AIM OF THE EXERCISE ▸ Write each line word for word, from the line that contains "Could you spot the calf leg" through the last line of the material below.

ENTRIES ▸
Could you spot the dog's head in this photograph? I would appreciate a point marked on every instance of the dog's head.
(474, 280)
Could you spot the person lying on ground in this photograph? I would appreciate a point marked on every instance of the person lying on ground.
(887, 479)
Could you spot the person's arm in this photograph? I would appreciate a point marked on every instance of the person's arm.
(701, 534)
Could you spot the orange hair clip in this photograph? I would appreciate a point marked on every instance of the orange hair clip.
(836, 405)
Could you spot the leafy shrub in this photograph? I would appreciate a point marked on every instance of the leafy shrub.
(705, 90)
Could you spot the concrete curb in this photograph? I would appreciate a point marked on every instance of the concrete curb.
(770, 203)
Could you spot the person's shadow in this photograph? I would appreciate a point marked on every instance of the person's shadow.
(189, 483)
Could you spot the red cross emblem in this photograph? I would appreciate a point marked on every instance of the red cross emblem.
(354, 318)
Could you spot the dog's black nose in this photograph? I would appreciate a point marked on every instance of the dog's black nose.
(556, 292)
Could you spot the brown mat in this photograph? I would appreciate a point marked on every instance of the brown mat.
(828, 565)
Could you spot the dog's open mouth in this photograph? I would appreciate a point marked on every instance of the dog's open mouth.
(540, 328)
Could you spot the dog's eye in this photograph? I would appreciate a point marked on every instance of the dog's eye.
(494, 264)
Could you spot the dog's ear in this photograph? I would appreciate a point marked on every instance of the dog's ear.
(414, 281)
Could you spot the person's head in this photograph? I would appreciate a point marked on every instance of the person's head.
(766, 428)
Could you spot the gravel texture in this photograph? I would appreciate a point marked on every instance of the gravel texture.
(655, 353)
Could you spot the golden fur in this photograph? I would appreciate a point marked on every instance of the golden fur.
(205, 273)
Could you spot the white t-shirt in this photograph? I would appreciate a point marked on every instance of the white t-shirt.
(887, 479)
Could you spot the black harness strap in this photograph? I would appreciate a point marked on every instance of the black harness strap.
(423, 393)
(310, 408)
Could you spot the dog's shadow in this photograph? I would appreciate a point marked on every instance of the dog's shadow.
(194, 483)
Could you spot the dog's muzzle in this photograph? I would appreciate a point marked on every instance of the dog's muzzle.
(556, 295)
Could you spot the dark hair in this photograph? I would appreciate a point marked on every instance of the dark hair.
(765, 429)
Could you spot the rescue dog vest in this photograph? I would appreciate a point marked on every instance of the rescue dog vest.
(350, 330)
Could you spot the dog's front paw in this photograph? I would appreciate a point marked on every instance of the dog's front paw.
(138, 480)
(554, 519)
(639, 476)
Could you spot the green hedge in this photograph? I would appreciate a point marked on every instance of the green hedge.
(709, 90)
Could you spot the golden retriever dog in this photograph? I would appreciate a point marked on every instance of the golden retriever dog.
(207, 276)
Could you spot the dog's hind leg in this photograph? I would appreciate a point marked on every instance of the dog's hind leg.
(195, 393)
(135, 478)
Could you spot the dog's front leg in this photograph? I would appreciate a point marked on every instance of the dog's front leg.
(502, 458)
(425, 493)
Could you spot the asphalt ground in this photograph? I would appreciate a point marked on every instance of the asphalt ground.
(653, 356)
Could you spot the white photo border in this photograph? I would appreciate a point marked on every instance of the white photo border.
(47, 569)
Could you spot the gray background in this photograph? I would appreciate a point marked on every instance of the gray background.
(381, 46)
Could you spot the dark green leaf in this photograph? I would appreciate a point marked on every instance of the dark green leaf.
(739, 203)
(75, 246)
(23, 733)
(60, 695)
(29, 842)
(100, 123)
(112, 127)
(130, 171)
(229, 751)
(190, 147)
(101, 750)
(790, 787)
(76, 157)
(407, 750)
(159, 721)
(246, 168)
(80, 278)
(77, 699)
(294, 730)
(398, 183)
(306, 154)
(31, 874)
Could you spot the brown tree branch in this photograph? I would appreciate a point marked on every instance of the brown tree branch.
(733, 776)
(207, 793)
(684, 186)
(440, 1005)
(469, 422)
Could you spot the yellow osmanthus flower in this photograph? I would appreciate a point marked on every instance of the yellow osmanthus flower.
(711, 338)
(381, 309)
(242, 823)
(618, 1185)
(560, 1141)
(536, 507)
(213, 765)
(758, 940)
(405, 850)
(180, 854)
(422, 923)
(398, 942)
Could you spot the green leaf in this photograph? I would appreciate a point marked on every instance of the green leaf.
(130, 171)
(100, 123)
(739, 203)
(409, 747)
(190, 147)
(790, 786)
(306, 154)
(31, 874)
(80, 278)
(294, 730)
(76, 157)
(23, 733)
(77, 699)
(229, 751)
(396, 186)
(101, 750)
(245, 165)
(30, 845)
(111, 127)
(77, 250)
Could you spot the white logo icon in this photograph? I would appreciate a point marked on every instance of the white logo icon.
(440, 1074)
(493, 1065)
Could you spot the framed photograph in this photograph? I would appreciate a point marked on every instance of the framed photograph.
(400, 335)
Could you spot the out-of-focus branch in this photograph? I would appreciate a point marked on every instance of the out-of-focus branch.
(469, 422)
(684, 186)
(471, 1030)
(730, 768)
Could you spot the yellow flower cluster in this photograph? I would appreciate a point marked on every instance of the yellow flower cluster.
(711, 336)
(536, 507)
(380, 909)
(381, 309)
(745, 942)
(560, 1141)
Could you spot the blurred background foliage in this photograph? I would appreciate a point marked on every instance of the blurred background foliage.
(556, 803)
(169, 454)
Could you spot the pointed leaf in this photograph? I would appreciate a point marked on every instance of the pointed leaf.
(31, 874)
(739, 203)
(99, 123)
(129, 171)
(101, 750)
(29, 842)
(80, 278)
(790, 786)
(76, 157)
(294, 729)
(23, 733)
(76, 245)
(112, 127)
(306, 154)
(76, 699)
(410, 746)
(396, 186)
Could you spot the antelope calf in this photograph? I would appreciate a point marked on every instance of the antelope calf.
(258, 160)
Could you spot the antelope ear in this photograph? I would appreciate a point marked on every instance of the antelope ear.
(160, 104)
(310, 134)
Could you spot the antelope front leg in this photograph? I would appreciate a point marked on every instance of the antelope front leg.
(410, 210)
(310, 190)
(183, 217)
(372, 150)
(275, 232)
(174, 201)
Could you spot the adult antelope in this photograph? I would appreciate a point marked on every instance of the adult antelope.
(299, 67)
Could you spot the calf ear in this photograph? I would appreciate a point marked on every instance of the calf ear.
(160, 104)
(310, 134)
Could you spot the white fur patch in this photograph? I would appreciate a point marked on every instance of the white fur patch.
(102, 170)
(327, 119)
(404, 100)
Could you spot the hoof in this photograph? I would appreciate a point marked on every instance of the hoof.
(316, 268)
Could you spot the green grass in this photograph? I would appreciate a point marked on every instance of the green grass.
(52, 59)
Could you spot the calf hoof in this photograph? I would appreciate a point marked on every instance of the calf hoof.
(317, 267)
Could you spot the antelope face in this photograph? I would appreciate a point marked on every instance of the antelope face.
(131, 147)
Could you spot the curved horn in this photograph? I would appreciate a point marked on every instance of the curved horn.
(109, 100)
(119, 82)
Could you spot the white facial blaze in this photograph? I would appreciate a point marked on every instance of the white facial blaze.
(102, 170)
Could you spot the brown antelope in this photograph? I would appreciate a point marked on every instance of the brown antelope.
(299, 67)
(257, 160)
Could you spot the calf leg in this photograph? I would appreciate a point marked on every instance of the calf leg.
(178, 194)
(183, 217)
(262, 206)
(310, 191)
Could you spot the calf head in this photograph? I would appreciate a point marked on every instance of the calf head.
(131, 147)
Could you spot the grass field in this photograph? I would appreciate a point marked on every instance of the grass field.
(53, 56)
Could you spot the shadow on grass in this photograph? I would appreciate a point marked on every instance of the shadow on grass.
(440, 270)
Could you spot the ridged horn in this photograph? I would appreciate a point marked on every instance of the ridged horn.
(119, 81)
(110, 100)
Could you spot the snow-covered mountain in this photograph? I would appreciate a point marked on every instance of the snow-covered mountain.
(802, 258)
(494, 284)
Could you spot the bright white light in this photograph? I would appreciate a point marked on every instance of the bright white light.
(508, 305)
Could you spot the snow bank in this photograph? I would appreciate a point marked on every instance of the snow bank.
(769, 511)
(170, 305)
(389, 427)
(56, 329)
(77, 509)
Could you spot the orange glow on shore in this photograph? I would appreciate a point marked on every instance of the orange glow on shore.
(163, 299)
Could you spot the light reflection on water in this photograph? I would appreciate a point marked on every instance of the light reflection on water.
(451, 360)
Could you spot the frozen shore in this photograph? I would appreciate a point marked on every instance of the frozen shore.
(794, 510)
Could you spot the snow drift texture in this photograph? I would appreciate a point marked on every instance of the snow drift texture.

CORRECT RESULT ▸
Could you spot the calf leg in this photograph? I would appreciate a point marked on every instance of the calf leg.
(178, 194)
(183, 217)
(262, 206)
(310, 191)
Could you spot the calf head in this photograph? I would appreciate a point marked on every instance of the calf head.
(131, 147)
Could you spot the grass field in this photograph? I would appreciate a point marked on every instance of the grass field.
(53, 56)
Could you spot the shadow on grass in this photograph? I would appreciate a point marked on every instance of the shadow on grass.
(440, 270)
Could you spot the ridged horn in this photograph? I would appreciate a point marked on every instance of the ridged horn.
(119, 81)
(110, 100)
Could you spot the snow-covered mountain in this photograph? I would appreciate a point marked on every instance of the snow-covered mountain.
(802, 258)
(494, 284)
Could you spot the bright white light in this photograph? I would appreciate a point marked on every instance of the bright white light.
(508, 305)
Could you spot the snow bank in this photograph? I would appreciate a point marked on every instance of the snow bank.
(769, 511)
(170, 305)
(389, 427)
(56, 329)
(77, 509)
Could you spot the orange glow on shore in this photograph? I would appreciate a point marked on every instance of the orange glow on shore.
(163, 299)
Could you spot the light reflection on water in this photograph? I would appreciate a point marked on every instance of the light reflection on water.
(451, 360)
Could you spot the frozen shore in this photograph? I would appreciate a point marked on every instance of the frozen shore.
(794, 510)
Could you spot the snow drift texture in this photograph? I would appreciate a point marked on every instance of the snow drift texture.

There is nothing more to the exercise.